REQUIREMENT: Would you copy every line of the listing below that includes the word "blue"?

AVAILABLE RECORDS:
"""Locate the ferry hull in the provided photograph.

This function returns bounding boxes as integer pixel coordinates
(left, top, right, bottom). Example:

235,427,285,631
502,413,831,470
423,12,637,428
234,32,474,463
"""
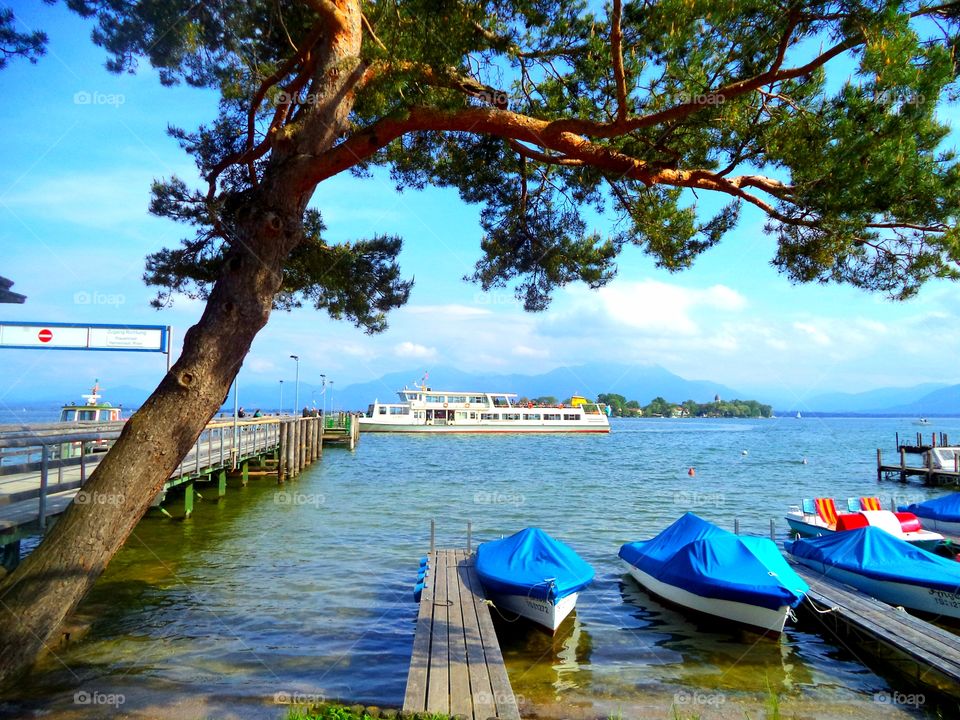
623,562,791,636
358,421,609,434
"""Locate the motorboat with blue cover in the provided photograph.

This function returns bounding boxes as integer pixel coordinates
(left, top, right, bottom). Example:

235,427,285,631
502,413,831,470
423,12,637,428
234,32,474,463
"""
903,493,960,539
787,527,960,620
475,527,594,632
619,513,808,635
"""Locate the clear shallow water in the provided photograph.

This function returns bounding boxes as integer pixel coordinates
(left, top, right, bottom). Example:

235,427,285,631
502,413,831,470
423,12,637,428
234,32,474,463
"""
2,416,957,719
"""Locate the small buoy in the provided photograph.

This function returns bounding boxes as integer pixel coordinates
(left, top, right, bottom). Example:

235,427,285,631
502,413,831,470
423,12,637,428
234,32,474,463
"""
802,457,808,465
688,467,695,476
741,450,748,456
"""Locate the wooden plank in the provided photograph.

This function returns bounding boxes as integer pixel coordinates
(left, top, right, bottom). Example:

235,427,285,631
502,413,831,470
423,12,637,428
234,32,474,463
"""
465,552,521,720
426,550,451,715
403,550,436,713
460,552,495,720
796,566,960,683
448,551,472,718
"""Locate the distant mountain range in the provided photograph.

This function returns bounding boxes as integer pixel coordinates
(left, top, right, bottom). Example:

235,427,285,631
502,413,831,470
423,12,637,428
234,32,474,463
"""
6,365,958,415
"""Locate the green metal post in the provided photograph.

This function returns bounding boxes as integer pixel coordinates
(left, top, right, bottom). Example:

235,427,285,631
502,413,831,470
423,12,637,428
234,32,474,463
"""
184,482,194,517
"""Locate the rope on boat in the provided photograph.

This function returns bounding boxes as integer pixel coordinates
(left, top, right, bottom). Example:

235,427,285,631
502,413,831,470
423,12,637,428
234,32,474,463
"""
803,593,840,614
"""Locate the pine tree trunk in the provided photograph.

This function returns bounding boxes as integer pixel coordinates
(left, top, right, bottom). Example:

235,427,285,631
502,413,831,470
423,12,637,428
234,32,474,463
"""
0,0,362,684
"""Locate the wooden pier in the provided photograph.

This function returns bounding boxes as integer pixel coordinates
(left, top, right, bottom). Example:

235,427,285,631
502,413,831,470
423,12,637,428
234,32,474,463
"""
793,564,960,698
876,446,960,487
0,413,351,571
404,548,521,720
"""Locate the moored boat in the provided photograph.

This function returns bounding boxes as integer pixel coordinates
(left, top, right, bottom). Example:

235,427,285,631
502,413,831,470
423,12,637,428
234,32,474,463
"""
903,493,960,539
785,497,943,550
360,384,610,433
619,513,808,635
475,527,594,632
787,527,960,621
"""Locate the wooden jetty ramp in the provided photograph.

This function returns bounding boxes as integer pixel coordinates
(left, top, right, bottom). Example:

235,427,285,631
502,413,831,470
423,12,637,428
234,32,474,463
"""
793,564,960,697
404,548,521,720
0,414,345,570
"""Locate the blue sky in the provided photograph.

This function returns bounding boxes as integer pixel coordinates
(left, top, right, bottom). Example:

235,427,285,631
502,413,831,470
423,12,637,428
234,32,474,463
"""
1,1,958,407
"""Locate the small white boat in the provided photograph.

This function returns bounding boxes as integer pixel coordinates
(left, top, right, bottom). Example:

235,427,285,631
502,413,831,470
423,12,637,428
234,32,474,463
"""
619,513,808,636
476,528,594,632
785,497,943,551
787,527,960,621
360,383,610,434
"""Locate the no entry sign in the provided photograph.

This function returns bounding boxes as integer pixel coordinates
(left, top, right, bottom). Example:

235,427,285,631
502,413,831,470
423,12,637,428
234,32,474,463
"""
37,328,52,343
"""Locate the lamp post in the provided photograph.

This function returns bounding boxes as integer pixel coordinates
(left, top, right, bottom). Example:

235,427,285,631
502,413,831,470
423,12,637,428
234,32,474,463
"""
290,355,300,415
320,374,326,418
329,380,334,413
279,380,284,416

FINISHED TASK:
"""Locate the motorboat with blue cover in the provided photograph.
"""Locate the blue sky in the provided photograph.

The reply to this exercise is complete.